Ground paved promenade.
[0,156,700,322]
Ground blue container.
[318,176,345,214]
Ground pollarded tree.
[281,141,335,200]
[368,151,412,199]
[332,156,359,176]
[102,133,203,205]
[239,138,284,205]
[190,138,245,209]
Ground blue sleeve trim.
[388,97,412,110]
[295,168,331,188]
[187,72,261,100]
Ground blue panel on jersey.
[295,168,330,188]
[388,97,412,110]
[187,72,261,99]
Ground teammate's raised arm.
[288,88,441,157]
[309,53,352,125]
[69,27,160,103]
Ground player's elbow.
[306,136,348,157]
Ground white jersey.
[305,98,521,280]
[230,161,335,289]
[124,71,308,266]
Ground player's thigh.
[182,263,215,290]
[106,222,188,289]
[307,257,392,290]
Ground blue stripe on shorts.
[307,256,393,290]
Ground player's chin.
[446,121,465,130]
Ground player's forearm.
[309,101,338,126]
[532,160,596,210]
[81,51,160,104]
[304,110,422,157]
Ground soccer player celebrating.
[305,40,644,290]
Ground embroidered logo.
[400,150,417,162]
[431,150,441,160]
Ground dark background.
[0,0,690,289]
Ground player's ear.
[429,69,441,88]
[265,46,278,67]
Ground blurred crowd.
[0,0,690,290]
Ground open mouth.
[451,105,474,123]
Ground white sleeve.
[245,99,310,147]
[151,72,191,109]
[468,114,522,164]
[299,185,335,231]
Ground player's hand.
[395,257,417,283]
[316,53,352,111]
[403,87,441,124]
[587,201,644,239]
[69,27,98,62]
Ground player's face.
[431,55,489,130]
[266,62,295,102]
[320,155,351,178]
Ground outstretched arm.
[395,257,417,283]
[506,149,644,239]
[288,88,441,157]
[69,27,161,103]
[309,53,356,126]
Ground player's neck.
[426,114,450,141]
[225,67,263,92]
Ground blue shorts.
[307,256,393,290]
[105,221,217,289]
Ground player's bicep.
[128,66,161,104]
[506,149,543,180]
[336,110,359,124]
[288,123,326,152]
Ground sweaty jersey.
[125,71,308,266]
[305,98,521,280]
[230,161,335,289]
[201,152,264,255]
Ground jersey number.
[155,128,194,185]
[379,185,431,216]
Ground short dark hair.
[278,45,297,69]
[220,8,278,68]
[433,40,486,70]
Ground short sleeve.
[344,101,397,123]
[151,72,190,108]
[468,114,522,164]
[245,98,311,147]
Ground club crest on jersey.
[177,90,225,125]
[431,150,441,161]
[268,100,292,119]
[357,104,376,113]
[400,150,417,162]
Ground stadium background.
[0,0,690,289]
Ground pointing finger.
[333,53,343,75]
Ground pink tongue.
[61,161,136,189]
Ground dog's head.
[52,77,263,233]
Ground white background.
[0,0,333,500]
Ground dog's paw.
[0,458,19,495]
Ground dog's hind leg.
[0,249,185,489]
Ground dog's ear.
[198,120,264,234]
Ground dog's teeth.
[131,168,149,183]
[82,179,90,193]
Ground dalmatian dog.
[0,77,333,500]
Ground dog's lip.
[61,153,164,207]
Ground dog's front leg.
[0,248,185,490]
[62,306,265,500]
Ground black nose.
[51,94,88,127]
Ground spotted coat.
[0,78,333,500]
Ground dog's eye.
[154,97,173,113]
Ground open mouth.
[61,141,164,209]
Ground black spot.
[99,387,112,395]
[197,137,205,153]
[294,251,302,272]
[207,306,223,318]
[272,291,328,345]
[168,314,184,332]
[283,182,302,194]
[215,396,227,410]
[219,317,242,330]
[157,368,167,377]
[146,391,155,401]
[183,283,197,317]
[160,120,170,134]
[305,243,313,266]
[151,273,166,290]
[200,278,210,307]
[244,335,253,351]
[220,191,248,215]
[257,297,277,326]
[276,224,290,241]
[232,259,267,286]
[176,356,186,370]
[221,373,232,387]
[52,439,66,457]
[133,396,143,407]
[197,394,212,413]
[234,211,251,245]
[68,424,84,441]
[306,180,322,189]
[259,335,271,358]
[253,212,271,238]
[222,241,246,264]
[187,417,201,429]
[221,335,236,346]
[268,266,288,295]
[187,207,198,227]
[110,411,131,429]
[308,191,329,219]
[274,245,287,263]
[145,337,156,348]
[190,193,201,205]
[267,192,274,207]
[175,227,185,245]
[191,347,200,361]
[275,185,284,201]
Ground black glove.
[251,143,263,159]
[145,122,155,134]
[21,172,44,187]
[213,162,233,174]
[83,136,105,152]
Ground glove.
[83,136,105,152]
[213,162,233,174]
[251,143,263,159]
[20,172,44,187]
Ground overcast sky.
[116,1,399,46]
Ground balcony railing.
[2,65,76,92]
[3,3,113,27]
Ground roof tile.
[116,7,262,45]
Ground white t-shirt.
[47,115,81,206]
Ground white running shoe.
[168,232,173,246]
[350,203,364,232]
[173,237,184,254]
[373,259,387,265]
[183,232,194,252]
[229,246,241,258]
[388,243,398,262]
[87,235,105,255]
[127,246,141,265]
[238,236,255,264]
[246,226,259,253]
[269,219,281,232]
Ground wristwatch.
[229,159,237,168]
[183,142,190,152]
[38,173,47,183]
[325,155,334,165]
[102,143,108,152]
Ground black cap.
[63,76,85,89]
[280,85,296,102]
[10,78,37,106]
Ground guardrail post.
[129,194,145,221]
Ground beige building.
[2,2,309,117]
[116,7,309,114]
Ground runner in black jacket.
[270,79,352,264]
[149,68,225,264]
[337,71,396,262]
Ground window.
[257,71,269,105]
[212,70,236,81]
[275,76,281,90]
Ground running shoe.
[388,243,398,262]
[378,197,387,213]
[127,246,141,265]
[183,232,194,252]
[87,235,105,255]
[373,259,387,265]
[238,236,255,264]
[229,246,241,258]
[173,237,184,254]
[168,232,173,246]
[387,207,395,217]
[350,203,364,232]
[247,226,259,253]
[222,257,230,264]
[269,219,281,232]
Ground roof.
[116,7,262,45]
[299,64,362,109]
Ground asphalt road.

→ **WHAT TO PRODUCE**: Rewrite all of the records above with "pollarded tree" changed to "trimmed tree" and nothing else altered.

→ **SOLVED EXERCISE**:
Ground paved promenade.
[0,156,700,322]
Ground blue container.
[318,176,345,214]
Ground trimmed tree.
[281,141,335,200]
[368,151,412,199]
[332,156,359,176]
[102,133,203,205]
[239,138,284,205]
[190,138,245,209]
Ground blue sleeve trim.
[388,97,412,110]
[295,168,331,188]
[187,72,261,100]
Ground blue panel on jersey.
[295,168,330,188]
[388,97,412,110]
[187,72,261,99]
Ground teammate's raised arm.
[288,88,441,157]
[309,53,352,125]
[69,27,160,103]
Ground player's elbow.
[306,136,348,157]
Ground white jersey.
[305,98,521,280]
[230,161,335,289]
[124,71,308,266]
Ground player's thigh.
[182,263,215,290]
[106,222,188,289]
[307,257,392,290]
Ground blue stripe on shorts.
[307,256,393,290]
Ground player's chin.
[446,121,465,130]
Ground player's forearm.
[309,101,338,126]
[532,160,596,210]
[81,51,160,104]
[304,110,422,157]
Ground soccer player celebrating.
[305,40,644,290]
Ground embroidered logo.
[400,150,417,162]
[431,150,441,160]
Ground dark background.
[0,0,690,289]
Ground player's ear.
[429,69,441,88]
[265,46,278,67]
Ground blurred crowd.
[0,0,690,290]
Ground open mouth.
[451,105,474,123]
Ground white sleeve.
[245,99,310,147]
[151,72,191,109]
[468,114,522,164]
[299,185,335,231]
Ground player's hand.
[395,257,417,283]
[316,53,352,111]
[403,87,441,124]
[587,201,644,239]
[69,27,98,62]
Ground player's face.
[431,55,489,130]
[266,62,295,102]
[320,155,351,178]
Ground outstretched arm.
[395,257,417,283]
[506,149,644,239]
[288,88,441,157]
[69,27,161,103]
[309,53,356,126]
Ground player's neck.
[426,114,450,141]
[225,67,263,92]
Ground blue shorts.
[307,256,393,290]
[105,221,217,289]
Ground player's bicep.
[128,66,161,104]
[506,149,543,180]
[336,110,359,124]
[288,123,326,152]
Ground sweaty jersey.
[125,71,308,266]
[305,98,521,280]
[230,161,335,289]
[201,152,264,255]
Ground jersey number.
[155,128,194,185]
[379,185,431,216]
Ground short dark hair.
[278,45,297,69]
[220,8,278,68]
[433,40,486,70]
Ground short sleeve.
[344,101,397,123]
[151,72,190,108]
[468,114,522,164]
[245,98,311,147]
Ground club crest on jersey.
[177,90,225,125]
[431,150,441,161]
[268,100,292,119]
[357,104,376,113]
[400,150,417,162]
Ground stadium background.
[0,0,690,289]
Ground pointing finger.
[333,53,343,75]
Ground pink tongue.
[61,161,136,189]
Ground dog's head.
[52,77,263,233]
Ground white background.
[0,0,333,500]
Ground dog's paw.
[0,458,19,495]
Ground dog's hind leg.
[0,249,185,489]
Ground dog's ear.
[198,120,264,234]
Ground dog's teeth.
[131,168,149,183]
[82,179,90,193]
Ground dalmatian dog.
[0,77,333,500]
Ground dog's lip.
[61,153,164,207]
Ground dog's front leg.
[0,248,185,490]
[62,306,265,500]
Ground black nose.
[51,94,88,127]
Ground spotted coat.
[0,78,333,500]
Ground dog's eye.
[154,97,173,113]
Ground open mouth.
[61,141,164,209]
Ground black spot.
[99,387,112,395]
[197,137,205,153]
[294,251,302,272]
[207,306,223,318]
[272,291,328,345]
[168,314,184,332]
[283,182,302,194]
[215,396,227,410]
[219,317,242,330]
[157,368,167,377]
[146,391,155,401]
[183,283,197,317]
[160,120,170,134]
[305,243,313,266]
[151,273,166,290]
[200,278,210,307]
[244,335,253,351]
[220,191,248,215]
[257,297,277,326]
[276,224,290,241]
[232,259,267,286]
[176,356,186,370]
[221,373,232,387]
[52,439,66,457]
[133,396,143,407]
[197,394,212,413]
[234,211,251,245]
[68,424,84,441]
[306,180,322,189]
[259,335,271,358]
[253,212,271,238]
[222,241,246,264]
[187,417,201,429]
[221,335,236,346]
[268,266,288,295]
[187,207,198,227]
[110,411,131,429]
[308,191,329,219]
[274,245,287,263]
[145,337,156,348]
[190,193,201,205]
[267,192,274,207]
[175,227,185,245]
[191,347,200,361]
[275,185,284,201]
Ground black glove.
[251,143,263,159]
[145,122,155,134]
[21,172,44,187]
[213,162,233,174]
[83,136,105,152]
Ground glove.
[83,136,105,152]
[213,162,233,174]
[251,143,263,159]
[20,172,44,187]
Ground overcast sky.
[116,1,399,46]
Ground balcony railing.
[2,65,76,92]
[3,3,113,27]
Ground roof tile.
[116,7,262,45]
Ground white t-shirt.
[47,115,81,206]
Ground white running shoe.
[168,232,173,246]
[350,203,364,232]
[173,237,184,254]
[373,259,387,265]
[183,232,194,252]
[229,246,241,258]
[388,243,398,262]
[87,235,105,255]
[127,246,141,265]
[238,236,255,264]
[246,226,259,253]
[269,219,281,232]
Ground wristwatch.
[229,159,237,168]
[183,142,190,152]
[38,173,47,183]
[325,155,334,165]
[102,143,108,152]
Ground black cap.
[63,76,85,89]
[280,85,296,102]
[10,78,37,106]
Ground guardrail post.
[129,194,145,221]
Ground beige building.
[2,2,309,117]
[116,7,309,114]
Ground runner in black jacket.
[270,79,352,264]
[149,68,225,264]
[337,71,396,262]
Ground window.
[257,71,269,105]
[212,70,236,81]
[275,76,281,90]
Ground running shoe.
[388,243,398,262]
[378,197,387,213]
[127,246,141,265]
[183,232,194,252]
[87,235,105,255]
[373,259,387,265]
[238,236,255,264]
[229,246,241,258]
[173,237,184,254]
[168,232,173,246]
[387,207,395,217]
[350,203,364,232]
[247,226,259,253]
[222,257,230,264]
[269,219,281,232]
Ground roof.
[116,7,262,45]
[299,64,362,109]
Ground asphalt road.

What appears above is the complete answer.